> [APPLY WHAT YOU READ]
**a)** Name every role the article on Mark Landis says he posed as when passing off his forgeries.
**b)** Pick up the article on Mark Landis after its final sentence and write the next part.

Mark Landis, from Laurel, Mississippi, is one of the most prolific art forgers of all time, as well as a consummate con man. It is also quite possible that he is one of the greatest artists of our age.
His story began in the late 1980s when he moved back into his mother’s house at the age of 33 after experiencing various commercial failures. Mr. Landis had suffered from various mental health issues throughout his life, including bi-polar disorder and (probably) Asperger’s syndrome. These problems were intensified by the premature death of his father from cancer during Mark’s teenage years.
Mark Landis, an unnaturally talented artist, had attended the Art Institute of Chicago in his youth. Characteristic of Asperger’s syndrome, Mr. Landis showed an intense interest in repetitively copying known works of art by famous artists. As homage to his deceased father and still living mother, Mr. Landis donated his facsimile of a Maynard Dixon illustration to a California Museum in 1987, but presented it as an original work.
This first successful con turned into a lengthy and, ultimately, infamous career. For the next 20 years he targeted over 50 smaller, regional museums in the United States. He hoped they would lack the staff, expertise and resources necessary to discover his forgeries. To aid in this deception, Mr. Landis tended to create copies of works by lesser known artists.
Mark Landis never attempted to garner monetary gain from his actions. All his forgeries were donated as gifts. Mr. Landis posed as everything from a philanthropist, to a Jesuit priest, to the relative of a wealthy art collector whose estate he was helping to liquidate. His small stature and humble personality combined with his eccentric demeanor made him particularly convincing as an art donor. It wasn’t until 2010 that Mark Landis was publicly revealed as a fraud by a feature in The Art Newspaper. This article was largely driven by a dogged, years-long, behind-the-scenes investigation by Oklahoma City Museum of Art registrar Matthew Leininger.
This is where the story would normally end – evil forger unmasked to the joyous relief of an anxious art community. But maybe the story doesn’t really end here. While it is true that Mark Landis is a forger and a con man, he is also an unbelievably technically accomplished artist.

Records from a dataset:
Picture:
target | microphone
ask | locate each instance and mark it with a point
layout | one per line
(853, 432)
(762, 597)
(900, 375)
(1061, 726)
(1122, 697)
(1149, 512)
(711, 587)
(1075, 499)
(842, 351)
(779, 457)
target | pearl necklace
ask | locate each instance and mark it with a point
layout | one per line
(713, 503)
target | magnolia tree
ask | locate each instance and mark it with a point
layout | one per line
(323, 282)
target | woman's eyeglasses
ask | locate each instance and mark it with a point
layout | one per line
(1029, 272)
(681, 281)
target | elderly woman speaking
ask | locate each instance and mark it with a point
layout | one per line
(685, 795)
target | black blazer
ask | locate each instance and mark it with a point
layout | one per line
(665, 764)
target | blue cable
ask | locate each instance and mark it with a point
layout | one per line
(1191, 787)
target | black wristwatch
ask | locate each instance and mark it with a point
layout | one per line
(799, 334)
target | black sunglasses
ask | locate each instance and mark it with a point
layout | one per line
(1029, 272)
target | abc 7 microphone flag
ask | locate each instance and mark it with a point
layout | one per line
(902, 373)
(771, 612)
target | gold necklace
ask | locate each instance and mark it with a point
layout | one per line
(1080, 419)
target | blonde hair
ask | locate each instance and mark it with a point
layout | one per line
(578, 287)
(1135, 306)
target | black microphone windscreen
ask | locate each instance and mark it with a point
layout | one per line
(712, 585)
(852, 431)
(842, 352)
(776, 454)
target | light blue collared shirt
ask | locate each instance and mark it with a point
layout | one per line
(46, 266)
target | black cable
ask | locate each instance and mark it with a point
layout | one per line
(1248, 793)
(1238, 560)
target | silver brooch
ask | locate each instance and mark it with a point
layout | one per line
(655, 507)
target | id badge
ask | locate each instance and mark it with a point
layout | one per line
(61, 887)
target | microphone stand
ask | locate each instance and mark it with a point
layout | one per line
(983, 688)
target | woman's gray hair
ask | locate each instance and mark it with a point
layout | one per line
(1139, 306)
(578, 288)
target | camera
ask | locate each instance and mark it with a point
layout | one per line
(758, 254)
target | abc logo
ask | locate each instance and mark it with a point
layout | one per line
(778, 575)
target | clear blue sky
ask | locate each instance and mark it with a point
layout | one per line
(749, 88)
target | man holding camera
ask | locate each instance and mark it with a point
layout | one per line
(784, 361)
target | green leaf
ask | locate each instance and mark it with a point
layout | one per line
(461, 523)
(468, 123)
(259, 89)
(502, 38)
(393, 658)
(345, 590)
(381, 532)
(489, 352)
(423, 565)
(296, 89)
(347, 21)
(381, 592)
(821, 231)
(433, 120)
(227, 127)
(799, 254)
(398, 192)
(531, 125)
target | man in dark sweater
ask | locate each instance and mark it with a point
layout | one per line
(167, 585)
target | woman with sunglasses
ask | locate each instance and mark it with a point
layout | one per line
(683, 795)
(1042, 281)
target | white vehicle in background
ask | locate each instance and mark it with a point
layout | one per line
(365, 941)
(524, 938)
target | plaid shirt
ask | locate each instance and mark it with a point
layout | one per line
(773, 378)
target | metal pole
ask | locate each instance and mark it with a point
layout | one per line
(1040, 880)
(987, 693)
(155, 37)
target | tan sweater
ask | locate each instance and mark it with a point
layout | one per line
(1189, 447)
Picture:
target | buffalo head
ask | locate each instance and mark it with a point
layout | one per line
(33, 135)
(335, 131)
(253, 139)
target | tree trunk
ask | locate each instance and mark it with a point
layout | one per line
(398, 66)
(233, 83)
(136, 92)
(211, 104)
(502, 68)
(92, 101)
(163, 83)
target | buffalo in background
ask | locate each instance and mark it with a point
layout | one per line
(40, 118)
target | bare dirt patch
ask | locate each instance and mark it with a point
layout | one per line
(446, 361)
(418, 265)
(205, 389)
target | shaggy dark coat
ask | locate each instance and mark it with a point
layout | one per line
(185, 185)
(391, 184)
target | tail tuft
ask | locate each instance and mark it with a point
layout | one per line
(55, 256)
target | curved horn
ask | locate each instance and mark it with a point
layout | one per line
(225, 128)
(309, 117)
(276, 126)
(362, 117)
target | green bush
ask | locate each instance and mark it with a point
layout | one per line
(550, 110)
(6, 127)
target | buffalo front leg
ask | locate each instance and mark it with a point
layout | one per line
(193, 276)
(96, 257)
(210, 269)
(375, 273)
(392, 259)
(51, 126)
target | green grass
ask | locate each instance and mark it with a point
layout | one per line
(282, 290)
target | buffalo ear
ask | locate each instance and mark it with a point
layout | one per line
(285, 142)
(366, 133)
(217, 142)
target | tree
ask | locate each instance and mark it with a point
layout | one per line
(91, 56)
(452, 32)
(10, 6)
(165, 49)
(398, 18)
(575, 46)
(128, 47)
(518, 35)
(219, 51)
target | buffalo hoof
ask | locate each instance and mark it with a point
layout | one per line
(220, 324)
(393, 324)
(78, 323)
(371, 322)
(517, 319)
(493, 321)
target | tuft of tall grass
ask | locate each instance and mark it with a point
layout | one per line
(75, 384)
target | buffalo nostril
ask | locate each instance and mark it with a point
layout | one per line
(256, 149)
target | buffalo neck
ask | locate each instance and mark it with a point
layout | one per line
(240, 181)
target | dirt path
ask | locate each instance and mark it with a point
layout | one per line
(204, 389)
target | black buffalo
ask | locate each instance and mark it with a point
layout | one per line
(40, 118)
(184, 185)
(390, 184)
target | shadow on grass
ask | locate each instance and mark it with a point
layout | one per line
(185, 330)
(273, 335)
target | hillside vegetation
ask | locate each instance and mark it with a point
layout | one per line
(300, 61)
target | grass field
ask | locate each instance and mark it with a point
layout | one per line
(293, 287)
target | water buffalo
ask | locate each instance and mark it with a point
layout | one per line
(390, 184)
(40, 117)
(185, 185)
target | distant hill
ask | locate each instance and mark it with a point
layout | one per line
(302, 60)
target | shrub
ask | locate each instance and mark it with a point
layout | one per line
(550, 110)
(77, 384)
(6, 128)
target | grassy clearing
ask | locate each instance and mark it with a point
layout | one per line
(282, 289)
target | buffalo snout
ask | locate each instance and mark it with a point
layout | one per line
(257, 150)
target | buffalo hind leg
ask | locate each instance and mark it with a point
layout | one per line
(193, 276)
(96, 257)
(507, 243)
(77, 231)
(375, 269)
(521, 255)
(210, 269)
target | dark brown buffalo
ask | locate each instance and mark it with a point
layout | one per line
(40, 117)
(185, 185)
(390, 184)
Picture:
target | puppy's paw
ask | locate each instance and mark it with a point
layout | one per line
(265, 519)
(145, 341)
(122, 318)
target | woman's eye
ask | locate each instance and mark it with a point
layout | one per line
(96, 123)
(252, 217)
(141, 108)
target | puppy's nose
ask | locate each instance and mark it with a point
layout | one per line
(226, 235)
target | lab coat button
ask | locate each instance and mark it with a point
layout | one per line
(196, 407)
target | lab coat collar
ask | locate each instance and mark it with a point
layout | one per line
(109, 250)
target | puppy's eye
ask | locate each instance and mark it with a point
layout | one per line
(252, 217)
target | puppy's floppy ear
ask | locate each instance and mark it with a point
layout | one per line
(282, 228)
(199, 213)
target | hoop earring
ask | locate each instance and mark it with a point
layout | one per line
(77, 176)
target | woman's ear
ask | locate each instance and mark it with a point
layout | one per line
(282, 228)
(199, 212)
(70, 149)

> [ANSWERS TO THIS EXERCISE]
**a)** A philanthropist, a Jesuit priest, and the relative of a wealthy art collector whose estate he was helping to liquidate.

**b)**
He has successfully emulated the styles of a wide range of schools of art – everything from Rococo to Impressionism to Modernism. Mark Landis has even flawlessly copied works by Charles Schultz (creator of the Peanuts comic strip) and Walt Disney! Having a stylistic range this broad is unheard of – and perhaps even unprecedented – in the art world. In addition, his escapades fooling museums for decades with self-made fakes are the stuff of legends. His technique is so flawless that many experts were fooled.
An artist – a truly great one – will always capture the zeitgeist of the age in which he lives. Mark Landis embodies both the best and worst of today’s art world. He is a fake, but we live in a world saturated with the fictitious and counterfeit. While technically polished, his works are derivative. But that is hardly any different from almost every Hollywood movie and pop song released in the past couple decades. In a sense, Mark Landis is society’s mirror, reflecting all our own shortcomings back at us. To be blunt, his style and approach are a perfect fit for the modern age.
Mark Landis’ self-deprecating, anti-establishment, contemporary appeal is best summed up by this quote he made in regard to a painting by American artist Charles Courtney Curran:
“My grandfather was a manufacturing VP for Auburn Automotives – he believed in the assembly line. That’s why I did so many of these, because you can do them like an assembly line. You get these boards at Home Depot, and you do the sky first because that’s the furthest thing back, and then you go forward. You can churn out three by the time a movie’s over on TCM [Turner Classic Movies].”
Yes, Mark Landis is a mentally unbalanced forger who is driven by personal loss. Yes, Mark Landis is a strangely unassuming con man who lives for self-aggrandizement. But Mark Landis might also just be one of the greatest artists of our time. Within a hundred years it is quite possible that museums will be proudly hanging his forgeries as the most representative works of the late 20th and early 21st centuries.